*WHAT IS REQUIRED:*
Search the entries below for the string "paper" and copy the lines that hold it.

*RECORD SET:*
>>>>
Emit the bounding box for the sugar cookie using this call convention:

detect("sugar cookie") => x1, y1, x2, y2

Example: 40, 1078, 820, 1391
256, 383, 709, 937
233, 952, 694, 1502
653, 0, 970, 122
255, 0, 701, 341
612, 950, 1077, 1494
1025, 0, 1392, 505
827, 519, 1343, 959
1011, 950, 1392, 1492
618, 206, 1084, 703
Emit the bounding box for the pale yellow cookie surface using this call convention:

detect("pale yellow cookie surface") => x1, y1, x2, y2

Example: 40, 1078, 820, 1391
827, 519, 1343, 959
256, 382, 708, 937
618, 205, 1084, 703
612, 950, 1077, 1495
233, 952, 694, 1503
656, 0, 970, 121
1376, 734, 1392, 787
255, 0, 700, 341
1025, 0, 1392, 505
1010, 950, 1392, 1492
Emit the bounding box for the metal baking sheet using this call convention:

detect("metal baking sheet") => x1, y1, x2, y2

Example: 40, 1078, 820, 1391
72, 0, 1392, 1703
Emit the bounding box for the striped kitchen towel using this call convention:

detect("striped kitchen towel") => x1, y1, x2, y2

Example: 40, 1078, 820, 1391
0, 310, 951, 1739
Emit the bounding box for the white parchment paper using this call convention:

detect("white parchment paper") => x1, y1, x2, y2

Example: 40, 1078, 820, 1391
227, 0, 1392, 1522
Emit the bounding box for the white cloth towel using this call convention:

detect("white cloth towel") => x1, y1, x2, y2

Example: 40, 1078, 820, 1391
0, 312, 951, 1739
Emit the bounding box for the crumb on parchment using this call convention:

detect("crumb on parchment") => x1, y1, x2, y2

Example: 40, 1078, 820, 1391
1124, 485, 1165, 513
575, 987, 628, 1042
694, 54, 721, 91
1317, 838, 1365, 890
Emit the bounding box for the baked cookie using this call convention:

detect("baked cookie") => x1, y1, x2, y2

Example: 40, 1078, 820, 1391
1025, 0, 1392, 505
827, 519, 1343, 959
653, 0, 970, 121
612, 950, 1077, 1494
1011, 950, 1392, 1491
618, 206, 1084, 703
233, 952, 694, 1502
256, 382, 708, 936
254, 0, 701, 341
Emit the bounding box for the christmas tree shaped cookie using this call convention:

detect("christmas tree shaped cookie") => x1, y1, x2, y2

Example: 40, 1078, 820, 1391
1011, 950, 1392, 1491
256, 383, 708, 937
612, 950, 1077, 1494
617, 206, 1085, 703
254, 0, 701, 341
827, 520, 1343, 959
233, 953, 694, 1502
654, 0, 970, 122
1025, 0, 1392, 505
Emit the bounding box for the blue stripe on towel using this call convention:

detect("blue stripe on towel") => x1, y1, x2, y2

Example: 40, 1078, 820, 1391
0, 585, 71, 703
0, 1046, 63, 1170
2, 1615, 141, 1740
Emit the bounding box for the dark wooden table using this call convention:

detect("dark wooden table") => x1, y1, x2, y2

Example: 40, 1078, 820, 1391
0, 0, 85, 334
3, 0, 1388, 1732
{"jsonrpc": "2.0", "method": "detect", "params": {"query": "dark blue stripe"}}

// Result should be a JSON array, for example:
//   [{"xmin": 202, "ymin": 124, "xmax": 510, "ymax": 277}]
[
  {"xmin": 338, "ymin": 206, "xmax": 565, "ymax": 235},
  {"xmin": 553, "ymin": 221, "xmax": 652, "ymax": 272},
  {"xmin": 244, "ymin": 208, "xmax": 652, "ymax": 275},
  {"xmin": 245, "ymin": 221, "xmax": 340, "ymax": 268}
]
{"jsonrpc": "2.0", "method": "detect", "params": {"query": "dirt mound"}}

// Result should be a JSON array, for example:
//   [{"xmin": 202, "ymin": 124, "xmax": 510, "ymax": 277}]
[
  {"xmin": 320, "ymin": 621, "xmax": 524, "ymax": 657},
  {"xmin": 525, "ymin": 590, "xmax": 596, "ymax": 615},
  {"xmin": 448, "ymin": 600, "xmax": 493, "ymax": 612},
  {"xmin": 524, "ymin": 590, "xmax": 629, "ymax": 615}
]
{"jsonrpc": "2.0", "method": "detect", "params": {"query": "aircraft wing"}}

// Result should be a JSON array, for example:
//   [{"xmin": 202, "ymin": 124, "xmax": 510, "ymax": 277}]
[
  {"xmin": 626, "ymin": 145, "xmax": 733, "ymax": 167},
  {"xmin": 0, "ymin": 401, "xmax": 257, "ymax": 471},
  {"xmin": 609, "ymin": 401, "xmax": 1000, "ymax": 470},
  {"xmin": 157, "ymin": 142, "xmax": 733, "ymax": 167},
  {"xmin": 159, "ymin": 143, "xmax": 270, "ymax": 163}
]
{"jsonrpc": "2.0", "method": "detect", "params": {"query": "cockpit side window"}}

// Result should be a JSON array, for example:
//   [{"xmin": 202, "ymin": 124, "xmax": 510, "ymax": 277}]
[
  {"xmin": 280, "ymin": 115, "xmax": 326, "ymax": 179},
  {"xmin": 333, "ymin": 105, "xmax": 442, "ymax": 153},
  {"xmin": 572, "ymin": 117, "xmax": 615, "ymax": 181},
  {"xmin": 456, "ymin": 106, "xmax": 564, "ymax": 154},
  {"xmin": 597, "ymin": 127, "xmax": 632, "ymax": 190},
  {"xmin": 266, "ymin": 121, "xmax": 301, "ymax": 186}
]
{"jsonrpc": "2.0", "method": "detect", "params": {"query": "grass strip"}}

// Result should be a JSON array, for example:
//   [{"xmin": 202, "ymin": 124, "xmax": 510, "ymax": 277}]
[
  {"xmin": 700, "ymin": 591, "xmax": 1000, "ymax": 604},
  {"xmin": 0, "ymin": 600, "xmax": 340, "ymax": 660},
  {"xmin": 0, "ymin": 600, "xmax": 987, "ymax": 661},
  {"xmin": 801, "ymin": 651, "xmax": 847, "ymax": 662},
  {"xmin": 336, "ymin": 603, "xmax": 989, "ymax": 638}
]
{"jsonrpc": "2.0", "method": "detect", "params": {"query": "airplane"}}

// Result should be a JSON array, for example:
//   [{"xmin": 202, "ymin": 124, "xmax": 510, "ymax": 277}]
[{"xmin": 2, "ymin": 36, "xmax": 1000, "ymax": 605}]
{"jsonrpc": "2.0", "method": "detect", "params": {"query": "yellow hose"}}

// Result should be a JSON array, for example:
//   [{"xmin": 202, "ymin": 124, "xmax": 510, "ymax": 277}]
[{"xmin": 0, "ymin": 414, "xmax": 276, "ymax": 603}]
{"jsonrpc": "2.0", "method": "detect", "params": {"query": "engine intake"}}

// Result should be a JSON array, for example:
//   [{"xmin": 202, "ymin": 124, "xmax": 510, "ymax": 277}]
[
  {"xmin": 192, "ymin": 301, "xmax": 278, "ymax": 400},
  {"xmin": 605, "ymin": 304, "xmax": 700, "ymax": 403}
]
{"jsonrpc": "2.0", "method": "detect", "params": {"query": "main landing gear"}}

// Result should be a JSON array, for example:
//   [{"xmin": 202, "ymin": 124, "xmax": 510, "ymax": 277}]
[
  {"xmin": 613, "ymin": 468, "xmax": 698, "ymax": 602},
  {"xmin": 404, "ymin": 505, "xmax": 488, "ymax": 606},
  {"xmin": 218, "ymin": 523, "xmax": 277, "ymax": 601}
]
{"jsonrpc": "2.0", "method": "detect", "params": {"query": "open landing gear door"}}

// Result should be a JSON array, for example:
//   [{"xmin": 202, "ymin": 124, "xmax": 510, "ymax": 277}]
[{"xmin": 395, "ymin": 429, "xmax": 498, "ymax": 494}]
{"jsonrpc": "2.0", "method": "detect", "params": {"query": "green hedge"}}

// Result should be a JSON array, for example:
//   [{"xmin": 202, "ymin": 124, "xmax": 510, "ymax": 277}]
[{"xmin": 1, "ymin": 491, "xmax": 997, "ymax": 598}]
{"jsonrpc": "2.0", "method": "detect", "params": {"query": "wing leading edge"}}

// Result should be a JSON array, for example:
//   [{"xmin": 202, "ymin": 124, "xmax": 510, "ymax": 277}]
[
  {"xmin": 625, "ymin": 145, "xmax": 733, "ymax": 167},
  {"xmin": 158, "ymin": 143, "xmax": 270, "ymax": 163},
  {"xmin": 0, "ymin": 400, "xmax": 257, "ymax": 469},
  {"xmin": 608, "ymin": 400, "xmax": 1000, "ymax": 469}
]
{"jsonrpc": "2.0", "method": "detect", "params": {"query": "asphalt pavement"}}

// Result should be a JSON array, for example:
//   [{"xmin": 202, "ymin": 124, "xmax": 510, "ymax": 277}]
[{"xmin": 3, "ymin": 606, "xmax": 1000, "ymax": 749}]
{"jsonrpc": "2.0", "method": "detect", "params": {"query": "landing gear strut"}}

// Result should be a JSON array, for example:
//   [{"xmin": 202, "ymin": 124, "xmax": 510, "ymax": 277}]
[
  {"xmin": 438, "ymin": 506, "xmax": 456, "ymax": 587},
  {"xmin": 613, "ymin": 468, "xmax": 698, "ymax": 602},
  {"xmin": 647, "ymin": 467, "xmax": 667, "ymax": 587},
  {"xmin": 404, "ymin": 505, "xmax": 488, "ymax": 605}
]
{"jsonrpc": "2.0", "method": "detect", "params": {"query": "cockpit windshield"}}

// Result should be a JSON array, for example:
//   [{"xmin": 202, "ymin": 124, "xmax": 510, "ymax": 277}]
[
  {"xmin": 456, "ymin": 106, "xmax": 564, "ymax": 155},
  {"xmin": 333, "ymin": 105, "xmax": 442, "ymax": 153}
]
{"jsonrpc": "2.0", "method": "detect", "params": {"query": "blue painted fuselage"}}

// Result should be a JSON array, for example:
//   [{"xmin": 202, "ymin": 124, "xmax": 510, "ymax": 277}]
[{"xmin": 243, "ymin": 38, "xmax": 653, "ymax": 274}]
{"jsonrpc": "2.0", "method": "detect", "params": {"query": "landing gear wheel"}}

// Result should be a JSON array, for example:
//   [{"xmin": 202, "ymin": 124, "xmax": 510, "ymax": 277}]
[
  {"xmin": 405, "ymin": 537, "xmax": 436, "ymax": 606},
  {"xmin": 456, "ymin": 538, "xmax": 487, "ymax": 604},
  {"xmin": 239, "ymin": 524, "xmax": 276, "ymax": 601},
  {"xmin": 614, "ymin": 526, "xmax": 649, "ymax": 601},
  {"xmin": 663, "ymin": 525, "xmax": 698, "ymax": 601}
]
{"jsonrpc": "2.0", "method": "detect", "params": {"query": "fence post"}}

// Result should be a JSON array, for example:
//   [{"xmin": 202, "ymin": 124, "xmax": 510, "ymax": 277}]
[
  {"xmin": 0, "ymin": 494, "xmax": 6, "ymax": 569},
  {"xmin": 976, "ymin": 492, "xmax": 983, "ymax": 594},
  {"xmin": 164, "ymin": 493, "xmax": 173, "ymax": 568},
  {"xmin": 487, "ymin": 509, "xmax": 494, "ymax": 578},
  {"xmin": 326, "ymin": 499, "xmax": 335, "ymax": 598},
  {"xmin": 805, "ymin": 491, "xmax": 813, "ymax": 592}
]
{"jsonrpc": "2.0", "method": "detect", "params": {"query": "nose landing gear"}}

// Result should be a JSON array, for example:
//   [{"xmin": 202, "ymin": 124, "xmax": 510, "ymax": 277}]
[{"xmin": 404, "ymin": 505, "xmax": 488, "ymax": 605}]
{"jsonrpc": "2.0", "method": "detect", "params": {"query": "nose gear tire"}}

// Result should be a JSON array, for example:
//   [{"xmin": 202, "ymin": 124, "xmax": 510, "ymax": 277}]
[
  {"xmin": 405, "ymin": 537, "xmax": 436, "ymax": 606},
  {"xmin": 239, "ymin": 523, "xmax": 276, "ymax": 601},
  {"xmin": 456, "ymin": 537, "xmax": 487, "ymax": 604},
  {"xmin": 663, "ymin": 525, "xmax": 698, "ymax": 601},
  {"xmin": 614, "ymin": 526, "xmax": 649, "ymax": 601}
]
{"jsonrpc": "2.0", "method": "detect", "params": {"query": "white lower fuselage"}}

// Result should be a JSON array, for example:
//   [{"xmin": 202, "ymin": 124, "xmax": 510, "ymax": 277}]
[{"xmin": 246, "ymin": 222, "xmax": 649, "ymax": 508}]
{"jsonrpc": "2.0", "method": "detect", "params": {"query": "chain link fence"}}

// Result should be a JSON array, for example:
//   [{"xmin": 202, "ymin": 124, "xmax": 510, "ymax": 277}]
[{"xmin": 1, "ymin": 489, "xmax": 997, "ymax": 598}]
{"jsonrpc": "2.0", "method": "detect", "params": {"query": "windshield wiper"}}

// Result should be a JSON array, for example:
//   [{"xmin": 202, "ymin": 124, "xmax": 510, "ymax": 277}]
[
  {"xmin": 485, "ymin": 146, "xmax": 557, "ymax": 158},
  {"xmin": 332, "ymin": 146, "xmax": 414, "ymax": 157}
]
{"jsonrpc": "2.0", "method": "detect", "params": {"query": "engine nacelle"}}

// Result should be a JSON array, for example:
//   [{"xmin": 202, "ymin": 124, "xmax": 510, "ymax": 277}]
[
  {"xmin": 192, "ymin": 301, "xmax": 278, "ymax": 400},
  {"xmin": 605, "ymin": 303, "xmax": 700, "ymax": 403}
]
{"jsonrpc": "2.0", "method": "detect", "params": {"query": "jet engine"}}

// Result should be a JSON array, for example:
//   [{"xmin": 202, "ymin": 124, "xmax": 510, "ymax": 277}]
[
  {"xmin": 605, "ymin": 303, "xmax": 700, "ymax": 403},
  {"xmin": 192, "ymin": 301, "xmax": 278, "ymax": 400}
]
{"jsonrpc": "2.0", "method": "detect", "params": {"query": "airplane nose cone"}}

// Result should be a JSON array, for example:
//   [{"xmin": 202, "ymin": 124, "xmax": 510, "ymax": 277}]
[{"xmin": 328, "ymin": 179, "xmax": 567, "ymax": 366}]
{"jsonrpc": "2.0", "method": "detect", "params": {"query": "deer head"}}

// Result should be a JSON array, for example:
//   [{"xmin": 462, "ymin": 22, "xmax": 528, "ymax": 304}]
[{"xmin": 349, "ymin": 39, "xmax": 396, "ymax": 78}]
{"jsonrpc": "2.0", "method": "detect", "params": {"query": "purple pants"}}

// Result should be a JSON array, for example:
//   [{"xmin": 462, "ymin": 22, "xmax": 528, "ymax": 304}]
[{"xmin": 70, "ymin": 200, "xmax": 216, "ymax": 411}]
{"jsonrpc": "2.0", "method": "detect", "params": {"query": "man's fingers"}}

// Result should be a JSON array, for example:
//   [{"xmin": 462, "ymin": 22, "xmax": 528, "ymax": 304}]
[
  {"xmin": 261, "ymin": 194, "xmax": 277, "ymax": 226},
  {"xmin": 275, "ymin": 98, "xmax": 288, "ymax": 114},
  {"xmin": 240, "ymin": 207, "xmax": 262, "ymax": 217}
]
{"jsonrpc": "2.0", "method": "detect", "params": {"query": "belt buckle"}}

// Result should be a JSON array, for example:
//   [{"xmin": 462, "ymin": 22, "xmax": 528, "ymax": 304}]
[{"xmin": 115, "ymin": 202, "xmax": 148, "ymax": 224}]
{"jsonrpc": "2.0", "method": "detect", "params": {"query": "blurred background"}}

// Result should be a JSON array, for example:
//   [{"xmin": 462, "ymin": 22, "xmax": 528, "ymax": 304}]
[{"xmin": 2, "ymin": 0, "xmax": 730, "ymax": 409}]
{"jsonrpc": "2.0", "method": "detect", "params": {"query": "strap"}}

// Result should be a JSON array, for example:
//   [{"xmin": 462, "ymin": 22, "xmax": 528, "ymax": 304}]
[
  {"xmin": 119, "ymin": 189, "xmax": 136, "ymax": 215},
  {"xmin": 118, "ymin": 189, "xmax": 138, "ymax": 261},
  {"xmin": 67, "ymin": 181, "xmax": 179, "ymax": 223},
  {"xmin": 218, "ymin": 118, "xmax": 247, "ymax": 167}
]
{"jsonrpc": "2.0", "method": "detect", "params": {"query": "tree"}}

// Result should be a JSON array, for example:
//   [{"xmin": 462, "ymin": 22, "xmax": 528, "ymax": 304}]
<<<<
*SOLUTION TO THE PROBLEM:*
Emit the bounding box for the white parchment paper using this call convention:
detect("white parchment paper") => x1, y1, x2, y2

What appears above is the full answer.